── MATERIAL SUPPLIED

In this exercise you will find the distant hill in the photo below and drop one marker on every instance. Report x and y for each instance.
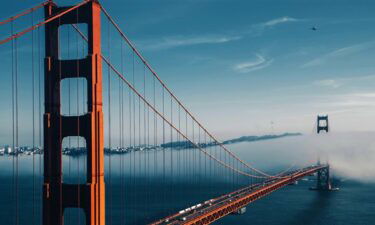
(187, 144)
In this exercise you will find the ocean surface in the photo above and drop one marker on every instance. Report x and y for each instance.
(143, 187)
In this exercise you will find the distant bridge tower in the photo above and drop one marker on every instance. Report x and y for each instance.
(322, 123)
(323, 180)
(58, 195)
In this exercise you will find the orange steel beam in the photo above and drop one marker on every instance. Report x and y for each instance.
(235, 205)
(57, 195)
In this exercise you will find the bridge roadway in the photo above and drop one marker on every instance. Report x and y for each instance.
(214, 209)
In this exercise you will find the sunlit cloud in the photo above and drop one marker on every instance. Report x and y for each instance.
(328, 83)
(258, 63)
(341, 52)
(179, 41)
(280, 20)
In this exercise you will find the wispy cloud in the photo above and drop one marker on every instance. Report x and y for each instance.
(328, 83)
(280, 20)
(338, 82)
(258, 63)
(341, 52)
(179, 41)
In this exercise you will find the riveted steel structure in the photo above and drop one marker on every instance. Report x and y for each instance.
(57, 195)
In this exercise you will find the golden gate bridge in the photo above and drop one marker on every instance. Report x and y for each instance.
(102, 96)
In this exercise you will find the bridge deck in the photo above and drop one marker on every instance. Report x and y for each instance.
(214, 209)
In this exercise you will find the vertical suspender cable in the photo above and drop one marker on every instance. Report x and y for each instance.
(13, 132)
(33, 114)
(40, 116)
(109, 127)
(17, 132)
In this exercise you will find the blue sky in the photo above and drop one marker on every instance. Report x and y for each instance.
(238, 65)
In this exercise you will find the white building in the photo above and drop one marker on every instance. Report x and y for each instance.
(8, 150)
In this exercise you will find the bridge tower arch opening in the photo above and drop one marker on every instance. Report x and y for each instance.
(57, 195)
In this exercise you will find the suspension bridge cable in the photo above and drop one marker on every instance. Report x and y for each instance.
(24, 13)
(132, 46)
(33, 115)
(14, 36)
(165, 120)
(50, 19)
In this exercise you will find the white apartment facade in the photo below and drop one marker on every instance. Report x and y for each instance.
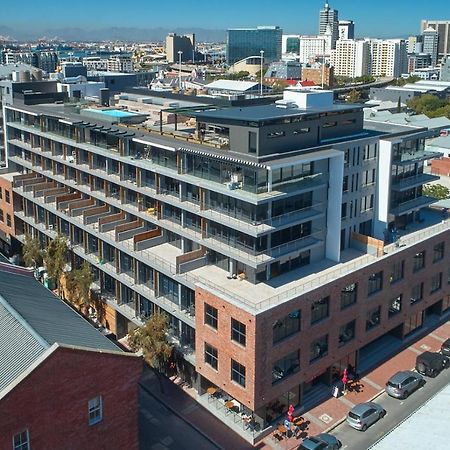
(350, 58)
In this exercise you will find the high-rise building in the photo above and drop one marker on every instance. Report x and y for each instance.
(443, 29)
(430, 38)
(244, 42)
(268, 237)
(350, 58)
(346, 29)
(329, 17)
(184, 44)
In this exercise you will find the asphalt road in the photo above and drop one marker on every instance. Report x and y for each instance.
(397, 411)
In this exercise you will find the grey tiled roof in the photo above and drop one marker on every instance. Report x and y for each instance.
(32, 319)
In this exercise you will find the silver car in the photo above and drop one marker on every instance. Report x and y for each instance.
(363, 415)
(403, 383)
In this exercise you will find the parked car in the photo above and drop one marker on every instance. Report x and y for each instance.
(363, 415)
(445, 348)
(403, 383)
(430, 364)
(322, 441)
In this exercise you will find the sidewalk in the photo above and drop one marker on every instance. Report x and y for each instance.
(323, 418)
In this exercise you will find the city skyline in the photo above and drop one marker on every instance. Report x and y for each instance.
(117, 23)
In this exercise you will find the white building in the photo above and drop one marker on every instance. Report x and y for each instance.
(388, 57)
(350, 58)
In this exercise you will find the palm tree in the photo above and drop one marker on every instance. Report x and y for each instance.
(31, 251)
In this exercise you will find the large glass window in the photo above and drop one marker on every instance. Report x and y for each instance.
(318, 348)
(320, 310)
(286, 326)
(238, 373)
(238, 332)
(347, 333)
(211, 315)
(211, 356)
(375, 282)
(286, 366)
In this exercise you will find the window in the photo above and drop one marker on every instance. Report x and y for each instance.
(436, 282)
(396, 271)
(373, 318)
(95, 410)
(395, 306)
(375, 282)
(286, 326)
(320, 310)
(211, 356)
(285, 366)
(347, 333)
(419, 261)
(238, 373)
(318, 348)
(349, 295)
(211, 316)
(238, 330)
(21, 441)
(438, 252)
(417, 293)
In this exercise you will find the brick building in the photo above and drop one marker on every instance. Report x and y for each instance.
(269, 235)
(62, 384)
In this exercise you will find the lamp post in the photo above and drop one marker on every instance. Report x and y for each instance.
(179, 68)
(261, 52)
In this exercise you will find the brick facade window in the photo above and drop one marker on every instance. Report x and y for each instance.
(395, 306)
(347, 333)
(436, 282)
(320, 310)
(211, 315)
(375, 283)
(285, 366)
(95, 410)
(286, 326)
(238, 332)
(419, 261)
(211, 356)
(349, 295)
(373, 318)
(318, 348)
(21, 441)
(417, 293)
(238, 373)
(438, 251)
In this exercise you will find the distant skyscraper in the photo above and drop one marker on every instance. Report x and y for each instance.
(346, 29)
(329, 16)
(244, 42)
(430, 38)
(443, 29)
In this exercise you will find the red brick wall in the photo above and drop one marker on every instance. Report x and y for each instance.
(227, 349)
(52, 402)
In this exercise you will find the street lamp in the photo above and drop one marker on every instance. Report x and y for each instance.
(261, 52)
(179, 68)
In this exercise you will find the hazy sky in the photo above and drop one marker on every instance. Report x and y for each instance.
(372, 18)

────

Copy every row above word for word, leaving out the pictures.

**COMPLETE RESPONSE**
In this exercise you will find the distant hill in the photo below and drop one marker on every instance. Report x and y for each instance.
(187, 144)
In this exercise you will find the ocean surface in the photo above and drop one marker on every instance. Report x and y for each instance.
(143, 187)
In this exercise you will find the distant bridge tower in the photo above and drop one marker on every instance. Report x and y for each instance.
(322, 123)
(323, 180)
(58, 195)
In this exercise you will find the orange steel beam in the photo above and drop one marker on every instance. Report x and y for each instance.
(235, 205)
(57, 195)
In this exercise you will find the bridge roadway in the photo above and drop one marker on every instance. Report x and y for each instance.
(214, 209)
In this exercise you will find the sunlit cloud in the photo above and drop one marker on every instance. Report x and y for each instance.
(328, 83)
(258, 63)
(341, 52)
(179, 41)
(280, 20)
In this exercise you will find the wispy cloud in the photo above and drop one marker on every instance. Report x and y for each instance.
(328, 83)
(280, 20)
(338, 82)
(258, 63)
(341, 52)
(179, 41)
In this exercise you will find the riveted steel structure in the photo above and drop one marker on every instance. Report x and y for each instance.
(57, 195)
In this exercise you will find the golden gate bridge in the photo above and drop one marker on every instance. Report x and y for each instance.
(102, 96)
In this exercise you will find the bridge deck in the photo above and drop one marker on every instance. Report x and y for each instance.
(214, 209)
In this exercise you will find the vertical suspender cable in the photo above and drop one marker on every instance. Report x and y for each instance.
(13, 132)
(33, 114)
(40, 116)
(109, 127)
(17, 132)
In this exercise you will find the blue sky in the photo above and drop one marker on every instance. Report x and y for each instance.
(238, 65)
In this exercise you will find the white building in the photo above and drop one marker on every instance. Report x and y for each instance.
(8, 150)
In this exercise you will find the bridge tower arch opening in the photo above and drop one marker on every instance. Report x and y for each instance.
(57, 195)
In this exercise you will find the suspension bridge cable in the photo above and drop one marker on every instance. Report x and y for each instance.
(24, 13)
(132, 46)
(33, 115)
(14, 36)
(165, 120)
(50, 19)
In this exercise you will find the white apartment facade in the photo below and drop one marker on every instance. Report x and y for each instance.
(350, 58)
In this exercise you will find the high-rise building in the photo above and drop one marker on every instance. Report x and y for each instance.
(443, 29)
(430, 38)
(244, 42)
(268, 237)
(350, 58)
(346, 29)
(329, 17)
(184, 44)
In this exercise you will find the asphalt road in the photo above and drop one marker on every instance. Report x and y for each instance.
(397, 411)
In this exercise you will find the grey tiled roof in the photo above and drop one marker on every instance. Report x and y for each instance.
(32, 319)
In this exercise you will find the silver car in the photo above and drop one marker on every instance. Report x and y for each instance.
(363, 415)
(403, 383)
In this exercise you will find the parked car in the photo above and drop one marker on every instance. Report x and y for each instance.
(363, 415)
(445, 348)
(403, 383)
(430, 364)
(322, 441)
In this exercise you will find the sidewalk in the photo above and drop one marker on every instance. Report x and y for each instance.
(323, 418)
In this exercise you will find the city skyline in the photo above and drop one marker on every instance. Report x and y for each instance.
(117, 23)
In this exercise you will find the white building in the photo above and drop one marker on every instance. Report x and y for each instance.
(388, 57)
(350, 58)
In this exercise you will find the palm tree in the photo above and drop one marker on every instance. Report x and y for each instance.
(31, 251)
In this exercise you will find the large glass window in the photo above and drop one marker on every instance. Report x and y for each instance.
(318, 348)
(320, 310)
(286, 326)
(238, 373)
(238, 332)
(347, 333)
(211, 315)
(211, 356)
(375, 282)
(286, 366)
In this exercise you will find the window in the photo above and drop one marker on every instance. Report x and y for each instance.
(436, 282)
(396, 271)
(373, 318)
(95, 410)
(395, 306)
(375, 282)
(286, 326)
(320, 310)
(211, 356)
(285, 366)
(347, 333)
(419, 261)
(238, 373)
(318, 348)
(349, 295)
(211, 316)
(238, 330)
(21, 441)
(438, 252)
(417, 293)
In this exercise you will find the brick building in the photo above and drop one marker on every instance. Report x and y for each instance.
(269, 235)
(62, 384)
In this exercise you will find the lamp post in the photo above and drop one marker on every instance. Report x and y for each instance.
(179, 68)
(261, 52)
In this exercise you will find the brick facade window in the photo above and drop one marker on every instance. Report x and y for each instance.
(395, 306)
(347, 333)
(436, 282)
(320, 310)
(211, 315)
(375, 283)
(285, 366)
(95, 410)
(286, 326)
(238, 332)
(419, 261)
(211, 356)
(349, 295)
(373, 318)
(318, 348)
(21, 441)
(417, 293)
(238, 373)
(438, 251)
In this exercise you will find the distant skyscraper in the photo above and drop one marker on every instance. Report x and y for each instance.
(346, 29)
(329, 16)
(244, 42)
(430, 38)
(443, 29)
In this exercise you will find the red brick wall in the photo above and drop one marker on every instance. Report x and y for each instance.
(227, 349)
(52, 402)
In this exercise you will find the street lamp in the photo above and drop one marker on every instance. Report x and y for each instance.
(261, 52)
(179, 68)
In this exercise you will find the hazy sky in the photo above and drop one marker on every instance. Report x and y for each instance.
(372, 18)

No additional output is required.